EXERCISE DESCRIPTION –
I would like each line of the data that holds the word "kitchen" copied out.

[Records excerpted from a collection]

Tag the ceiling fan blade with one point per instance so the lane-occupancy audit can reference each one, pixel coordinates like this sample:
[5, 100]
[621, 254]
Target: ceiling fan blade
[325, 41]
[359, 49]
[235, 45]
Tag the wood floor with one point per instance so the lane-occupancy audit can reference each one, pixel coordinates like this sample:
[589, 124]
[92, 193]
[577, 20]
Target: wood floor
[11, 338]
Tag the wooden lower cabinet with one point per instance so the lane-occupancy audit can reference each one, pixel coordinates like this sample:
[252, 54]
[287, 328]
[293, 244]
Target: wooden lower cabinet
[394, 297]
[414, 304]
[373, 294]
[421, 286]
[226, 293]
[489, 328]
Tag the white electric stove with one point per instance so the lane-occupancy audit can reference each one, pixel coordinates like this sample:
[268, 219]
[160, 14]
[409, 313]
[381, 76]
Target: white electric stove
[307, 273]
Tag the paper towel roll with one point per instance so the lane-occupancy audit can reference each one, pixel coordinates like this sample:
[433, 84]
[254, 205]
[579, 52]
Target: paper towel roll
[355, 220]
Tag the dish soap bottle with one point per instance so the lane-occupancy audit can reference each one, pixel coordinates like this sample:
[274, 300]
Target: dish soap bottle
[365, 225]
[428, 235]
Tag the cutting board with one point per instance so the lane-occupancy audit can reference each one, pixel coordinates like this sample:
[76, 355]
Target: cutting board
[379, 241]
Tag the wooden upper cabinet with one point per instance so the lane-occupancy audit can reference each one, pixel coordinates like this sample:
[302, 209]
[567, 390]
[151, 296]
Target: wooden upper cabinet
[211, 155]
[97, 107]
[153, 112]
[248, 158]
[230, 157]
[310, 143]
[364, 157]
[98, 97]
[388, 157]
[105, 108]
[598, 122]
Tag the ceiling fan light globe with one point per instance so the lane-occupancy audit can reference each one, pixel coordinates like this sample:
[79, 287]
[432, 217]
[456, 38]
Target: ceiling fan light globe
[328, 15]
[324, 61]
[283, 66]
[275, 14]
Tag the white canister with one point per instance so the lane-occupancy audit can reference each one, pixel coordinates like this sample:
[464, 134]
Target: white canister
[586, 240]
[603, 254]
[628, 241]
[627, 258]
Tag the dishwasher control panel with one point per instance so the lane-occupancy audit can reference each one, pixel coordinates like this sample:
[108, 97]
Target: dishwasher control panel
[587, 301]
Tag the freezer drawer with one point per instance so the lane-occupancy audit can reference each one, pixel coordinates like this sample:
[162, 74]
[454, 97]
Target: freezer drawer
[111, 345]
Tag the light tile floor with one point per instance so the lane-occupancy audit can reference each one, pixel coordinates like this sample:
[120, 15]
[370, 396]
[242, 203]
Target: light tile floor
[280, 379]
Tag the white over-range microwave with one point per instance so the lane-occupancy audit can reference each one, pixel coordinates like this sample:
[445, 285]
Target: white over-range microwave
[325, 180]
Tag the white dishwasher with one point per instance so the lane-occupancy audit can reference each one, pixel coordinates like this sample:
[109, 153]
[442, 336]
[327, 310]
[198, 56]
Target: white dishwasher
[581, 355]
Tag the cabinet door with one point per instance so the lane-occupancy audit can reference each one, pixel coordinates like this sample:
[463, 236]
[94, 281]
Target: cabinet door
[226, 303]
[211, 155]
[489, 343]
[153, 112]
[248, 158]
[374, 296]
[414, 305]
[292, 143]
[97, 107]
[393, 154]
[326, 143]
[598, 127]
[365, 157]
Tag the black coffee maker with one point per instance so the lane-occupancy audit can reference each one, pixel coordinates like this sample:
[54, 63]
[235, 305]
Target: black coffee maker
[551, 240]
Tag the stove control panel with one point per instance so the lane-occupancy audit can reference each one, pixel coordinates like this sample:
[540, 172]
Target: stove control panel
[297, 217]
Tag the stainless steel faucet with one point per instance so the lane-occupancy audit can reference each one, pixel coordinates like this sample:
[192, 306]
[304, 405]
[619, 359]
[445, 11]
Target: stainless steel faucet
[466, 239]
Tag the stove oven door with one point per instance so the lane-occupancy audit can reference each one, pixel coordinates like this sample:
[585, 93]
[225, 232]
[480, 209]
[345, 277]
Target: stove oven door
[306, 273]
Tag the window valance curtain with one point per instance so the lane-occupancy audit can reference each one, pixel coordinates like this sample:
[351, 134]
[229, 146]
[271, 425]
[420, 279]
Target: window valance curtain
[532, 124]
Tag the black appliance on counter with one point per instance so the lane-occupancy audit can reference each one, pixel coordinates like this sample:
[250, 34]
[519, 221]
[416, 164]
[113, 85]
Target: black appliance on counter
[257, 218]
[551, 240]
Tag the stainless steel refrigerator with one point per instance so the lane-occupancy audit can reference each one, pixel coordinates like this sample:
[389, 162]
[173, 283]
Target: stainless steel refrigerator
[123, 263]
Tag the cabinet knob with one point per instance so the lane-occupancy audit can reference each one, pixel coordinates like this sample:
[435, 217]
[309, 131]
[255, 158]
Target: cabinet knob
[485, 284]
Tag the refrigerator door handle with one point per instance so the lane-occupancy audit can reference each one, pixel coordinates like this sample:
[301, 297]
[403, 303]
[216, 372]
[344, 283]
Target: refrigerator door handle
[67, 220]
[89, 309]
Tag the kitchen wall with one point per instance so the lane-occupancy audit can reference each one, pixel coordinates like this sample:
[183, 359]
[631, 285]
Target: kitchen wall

ANSWER FOR THIS EXERCISE –
Tag the kitchen wall with one point per instance so the lane-occupancy audit can reference each one, pixel coordinates like this sample:
Target: kitchen wall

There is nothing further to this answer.